Biological Prior Knowledge-Embedded Deep Neural Network for Plant Genomic Prediction.
Journal:
Genes
PMID:
40282370
Abstract
Genomic prediction is a powerful approach that predicts phenotypic traits from genotypic information, enabling the acceleration of trait improvement in plant breeding. Traditional genomic prediction methods have primarily relied on linear mixed models, such as Genomic Best Linear Unbiased Prediction (GBLUP), and conventional machine learning methods like Support Vector Regression (SVR). Traditional methods are limited in handling high-dimensional data and nonlinear relationships. Thus, deep learning methods have also been applied to genomic prediction in recent years. We proposed iADEP, Integrated Additive, Dominant, and Epistatic Prediction model based on deep learning. Specifically, single nucleotide polymorphism (SNP) data integrating latent genetic interactions and genome-wide association study results as biological prior knowledge are fused to an SNP embedding block, which is then input to a local encoder. The local encoder is fused with an omic-data-incorporated global decoder through a multi-head attention mechanism, followed by multilayer perceptrons. : Firstly, we demonstrated through experiments on four datasets that iADEP outperforms existing methods in genotype-to-phenotype prediction. Secondly, we validated the effectiveness of SNP embedding through ablation experiments. Third, we provided an available module for combining other omics data in iADEP and propose a novel method for fusing them. Fourthly, we explored the impact of feature selection on iADEP performance and conclude that utilizing the full set of SNPs generally provides optimal results. Finally, by altering the partition of training and testing sets, we investigated the differences between transductive learning and inductive learning. iADEP provides a new approach for AI breeding, a promising method that integrates biological prior knowledge and enables combination with other omics data.
- - -
§ **Work instructions**:
- 1) State what the name iADEP stands for, according to the plant genomic prediction abstract.
- 2) Rewrite the paragraph of the plant genomic prediction abstract that begins "Genomic prediction is a powerful approach" as a brief bulleted list that keeps its main facts.
- 3) Explain, using the plant genomic prediction abstract, why deep learning methods have been applied to genomic prediction in recent years.
You will not need the rows of source data for this work.

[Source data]
- - -
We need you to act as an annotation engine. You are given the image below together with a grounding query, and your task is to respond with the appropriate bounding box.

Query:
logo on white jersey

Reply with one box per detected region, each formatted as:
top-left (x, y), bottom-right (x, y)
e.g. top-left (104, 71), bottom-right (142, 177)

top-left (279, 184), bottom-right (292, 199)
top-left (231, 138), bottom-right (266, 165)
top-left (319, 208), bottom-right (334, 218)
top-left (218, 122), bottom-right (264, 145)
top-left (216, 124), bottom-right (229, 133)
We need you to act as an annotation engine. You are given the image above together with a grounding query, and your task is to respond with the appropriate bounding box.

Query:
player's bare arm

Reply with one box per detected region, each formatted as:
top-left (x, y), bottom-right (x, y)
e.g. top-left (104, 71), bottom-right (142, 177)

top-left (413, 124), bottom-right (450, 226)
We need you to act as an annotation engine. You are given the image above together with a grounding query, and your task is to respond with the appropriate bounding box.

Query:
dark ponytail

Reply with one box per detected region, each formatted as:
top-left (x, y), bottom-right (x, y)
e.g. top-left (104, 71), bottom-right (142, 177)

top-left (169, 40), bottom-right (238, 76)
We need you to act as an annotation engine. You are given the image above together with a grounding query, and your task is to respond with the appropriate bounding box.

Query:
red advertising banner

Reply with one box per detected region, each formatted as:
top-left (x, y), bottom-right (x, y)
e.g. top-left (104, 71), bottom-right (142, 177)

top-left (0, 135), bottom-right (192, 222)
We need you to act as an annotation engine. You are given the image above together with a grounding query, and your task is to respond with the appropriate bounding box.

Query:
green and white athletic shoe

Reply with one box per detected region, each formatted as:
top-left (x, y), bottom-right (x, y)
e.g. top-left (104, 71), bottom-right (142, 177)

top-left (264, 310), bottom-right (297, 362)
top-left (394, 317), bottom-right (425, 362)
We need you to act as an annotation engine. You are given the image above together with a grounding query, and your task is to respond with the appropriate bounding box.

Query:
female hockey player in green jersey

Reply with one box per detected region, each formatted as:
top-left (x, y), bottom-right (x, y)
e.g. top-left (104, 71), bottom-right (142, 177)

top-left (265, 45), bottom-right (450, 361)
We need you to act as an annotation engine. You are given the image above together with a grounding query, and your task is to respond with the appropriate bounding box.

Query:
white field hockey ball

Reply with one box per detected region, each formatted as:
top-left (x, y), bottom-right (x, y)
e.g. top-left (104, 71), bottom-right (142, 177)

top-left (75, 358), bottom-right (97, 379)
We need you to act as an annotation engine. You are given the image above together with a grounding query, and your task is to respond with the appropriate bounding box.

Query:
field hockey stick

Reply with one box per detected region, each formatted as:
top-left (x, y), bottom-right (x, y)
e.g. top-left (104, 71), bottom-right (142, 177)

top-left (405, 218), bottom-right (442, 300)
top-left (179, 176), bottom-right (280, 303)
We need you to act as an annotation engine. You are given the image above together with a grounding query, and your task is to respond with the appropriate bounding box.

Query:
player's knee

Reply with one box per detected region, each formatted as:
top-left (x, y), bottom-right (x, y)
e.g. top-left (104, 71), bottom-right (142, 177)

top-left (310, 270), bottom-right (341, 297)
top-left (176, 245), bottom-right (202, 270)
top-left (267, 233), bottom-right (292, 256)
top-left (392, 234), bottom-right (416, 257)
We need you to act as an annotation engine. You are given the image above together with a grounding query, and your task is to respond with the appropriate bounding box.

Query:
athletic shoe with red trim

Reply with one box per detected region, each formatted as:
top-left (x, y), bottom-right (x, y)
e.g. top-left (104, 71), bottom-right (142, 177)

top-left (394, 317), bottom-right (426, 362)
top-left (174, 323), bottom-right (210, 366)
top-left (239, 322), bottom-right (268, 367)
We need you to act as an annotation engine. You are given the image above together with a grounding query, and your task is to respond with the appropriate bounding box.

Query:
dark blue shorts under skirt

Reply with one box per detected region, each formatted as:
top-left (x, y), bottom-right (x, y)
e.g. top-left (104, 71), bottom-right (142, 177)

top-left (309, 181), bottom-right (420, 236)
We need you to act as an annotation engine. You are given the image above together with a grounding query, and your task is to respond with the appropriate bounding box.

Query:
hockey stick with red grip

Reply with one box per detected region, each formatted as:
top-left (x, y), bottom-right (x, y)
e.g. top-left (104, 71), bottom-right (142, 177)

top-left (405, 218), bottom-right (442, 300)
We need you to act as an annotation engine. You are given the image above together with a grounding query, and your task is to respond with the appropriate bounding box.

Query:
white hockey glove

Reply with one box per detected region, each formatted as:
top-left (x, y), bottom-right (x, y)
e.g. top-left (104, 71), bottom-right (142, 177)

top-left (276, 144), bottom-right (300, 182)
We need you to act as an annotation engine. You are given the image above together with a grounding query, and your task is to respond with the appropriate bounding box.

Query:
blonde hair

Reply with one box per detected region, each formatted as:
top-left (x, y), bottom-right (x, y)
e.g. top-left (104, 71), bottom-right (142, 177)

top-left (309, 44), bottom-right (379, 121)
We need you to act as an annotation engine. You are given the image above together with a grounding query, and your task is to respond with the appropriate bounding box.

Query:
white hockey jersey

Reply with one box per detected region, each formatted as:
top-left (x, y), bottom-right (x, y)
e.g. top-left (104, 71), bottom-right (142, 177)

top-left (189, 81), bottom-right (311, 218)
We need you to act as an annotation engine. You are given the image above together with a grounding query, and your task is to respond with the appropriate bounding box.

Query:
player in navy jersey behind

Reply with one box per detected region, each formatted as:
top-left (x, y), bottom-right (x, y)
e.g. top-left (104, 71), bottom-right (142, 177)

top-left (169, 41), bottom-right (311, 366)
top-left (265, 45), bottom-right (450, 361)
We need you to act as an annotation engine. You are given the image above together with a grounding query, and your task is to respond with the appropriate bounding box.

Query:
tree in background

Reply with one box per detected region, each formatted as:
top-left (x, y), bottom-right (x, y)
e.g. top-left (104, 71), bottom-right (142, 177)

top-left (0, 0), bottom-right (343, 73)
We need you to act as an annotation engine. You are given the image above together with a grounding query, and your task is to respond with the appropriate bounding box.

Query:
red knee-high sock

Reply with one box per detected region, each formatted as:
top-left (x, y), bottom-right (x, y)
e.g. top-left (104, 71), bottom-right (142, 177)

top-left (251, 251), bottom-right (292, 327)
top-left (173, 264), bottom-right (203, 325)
- - -
§ **Answer list**:
- 1) Integrated Additive, Dominant, and Epistatic Prediction model.

- 2)
- Genomic prediction predicts phenotypic traits from genotypic information, which speeds trait improvement in plant breeding.
- Traditional methods include linear mixed models such as GBLUP and conventional machine learning such as SVR. They are limited with high-dimensional data and nonlinear relationships, so deep learning has been applied in recent years.
- The authors propose iADEP, a deep learning model.
- In iADEP, SNP data are combined with latent genetic interactions and GWAS results as biological prior knowledge and fused into an SNP embedding block. This block feeds a local encoder.
- A multi-head attention mechanism fuses the local encoder with an omic-data-incorporated global decoder, followed by multilayer perceptrons.
- Results:
  - iADEP outperformed existing methods on four datasets.
  - Ablation experiments validated the SNP embedding.
  - The authors added a module for combining other omics data and proposed a novel fusion method.
  - Using the full set of SNPs generally gave optimal results.
  - Changing the training/testing split was used to compare transductive and inductive learning.
- iADEP offers a new approach for AI breeding that integrates biological prior knowledge and can be combined with other omics data.

- 3) Traditional genomic prediction methods, such as linear mixed models like GBLUP and conventional machine learning like SVR, are limited in handling high-dimensional data and nonlinear relationships. Deep learning methods have therefore been applied to genomic prediction.